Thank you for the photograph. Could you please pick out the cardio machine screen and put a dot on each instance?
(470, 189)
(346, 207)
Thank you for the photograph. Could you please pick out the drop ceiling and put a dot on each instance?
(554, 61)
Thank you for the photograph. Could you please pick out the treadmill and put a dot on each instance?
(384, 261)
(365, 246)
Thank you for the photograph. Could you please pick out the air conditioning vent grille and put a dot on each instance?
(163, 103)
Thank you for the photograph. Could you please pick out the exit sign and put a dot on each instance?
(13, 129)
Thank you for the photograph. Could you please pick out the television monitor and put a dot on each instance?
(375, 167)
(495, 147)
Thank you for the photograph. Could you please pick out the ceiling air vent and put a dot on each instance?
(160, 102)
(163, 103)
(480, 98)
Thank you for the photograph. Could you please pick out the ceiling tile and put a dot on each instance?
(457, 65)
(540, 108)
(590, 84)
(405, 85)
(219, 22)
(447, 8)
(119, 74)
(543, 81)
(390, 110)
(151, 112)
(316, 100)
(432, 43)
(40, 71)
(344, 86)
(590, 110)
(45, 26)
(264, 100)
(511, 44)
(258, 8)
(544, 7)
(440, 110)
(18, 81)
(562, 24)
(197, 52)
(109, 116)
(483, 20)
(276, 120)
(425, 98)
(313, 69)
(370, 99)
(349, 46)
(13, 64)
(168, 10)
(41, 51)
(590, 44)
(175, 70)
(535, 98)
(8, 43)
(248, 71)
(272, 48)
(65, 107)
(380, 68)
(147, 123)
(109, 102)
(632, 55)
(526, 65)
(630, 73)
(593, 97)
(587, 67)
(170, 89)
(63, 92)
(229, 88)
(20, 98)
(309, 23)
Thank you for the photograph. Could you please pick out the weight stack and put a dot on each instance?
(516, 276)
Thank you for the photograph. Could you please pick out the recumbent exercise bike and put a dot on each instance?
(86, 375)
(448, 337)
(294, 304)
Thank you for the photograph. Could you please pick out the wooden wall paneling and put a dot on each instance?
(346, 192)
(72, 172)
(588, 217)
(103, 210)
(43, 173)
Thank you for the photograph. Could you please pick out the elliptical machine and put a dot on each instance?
======
● What you need to do
Please reproduce the listing above, switching each "put a dot on" to "place a point on" and keeping every other word unchanged.

● Worked answer
Thank you for the photograph. Could you please pick out the cardio machine screen and place a point on each instance?
(470, 189)
(346, 207)
Thank you for the photograph. Could you please pick out the drop ceiling and place a point on each instance?
(554, 61)
Thank you for the photograph. Could you please pick out the treadmill and place a point on each instance?
(384, 261)
(365, 246)
Thank you for the photograph. Could you please pick out the air conditioning vent grille and place a point on each instance?
(163, 103)
Thank you for the photograph. Could you please pick out the exit sign and place a point on each instance?
(13, 129)
Thank you for the photograph. Could you please pick out the television monitor and place a point on each instance?
(375, 167)
(495, 147)
Thank you for the photograph. Could you please pick out the ceiling air vent and place a point on each instance?
(160, 102)
(163, 103)
(480, 98)
Thank you for the photograph. Could you please pick out the ceiling tile and place a point on each instance?
(457, 65)
(540, 108)
(590, 84)
(405, 85)
(219, 22)
(447, 8)
(119, 74)
(543, 81)
(390, 110)
(151, 112)
(316, 100)
(432, 43)
(40, 71)
(344, 86)
(590, 110)
(45, 26)
(264, 100)
(511, 44)
(258, 8)
(544, 7)
(440, 110)
(18, 81)
(562, 24)
(197, 52)
(109, 116)
(483, 20)
(276, 120)
(425, 98)
(313, 69)
(370, 99)
(349, 46)
(13, 64)
(168, 10)
(41, 51)
(590, 44)
(175, 70)
(535, 98)
(8, 43)
(248, 71)
(272, 48)
(65, 107)
(380, 68)
(147, 123)
(109, 102)
(632, 55)
(526, 65)
(630, 73)
(593, 97)
(587, 67)
(170, 89)
(63, 92)
(229, 88)
(20, 98)
(309, 23)
Thank you for the photograph. Could you please pick out the weight stack and place a point on each instance?
(516, 276)
Thank you for the photograph. Could you please pick out the recumbent exercise bike and place a point on each instance?
(86, 375)
(448, 337)
(294, 304)
Thank you for the photograph. Could you please pick out the wooden wall paneling and place a point on each instance?
(346, 192)
(72, 172)
(588, 217)
(103, 210)
(43, 173)
Thank you for the photograph. Could you please pick out the elliptical machine and place a point on each instance?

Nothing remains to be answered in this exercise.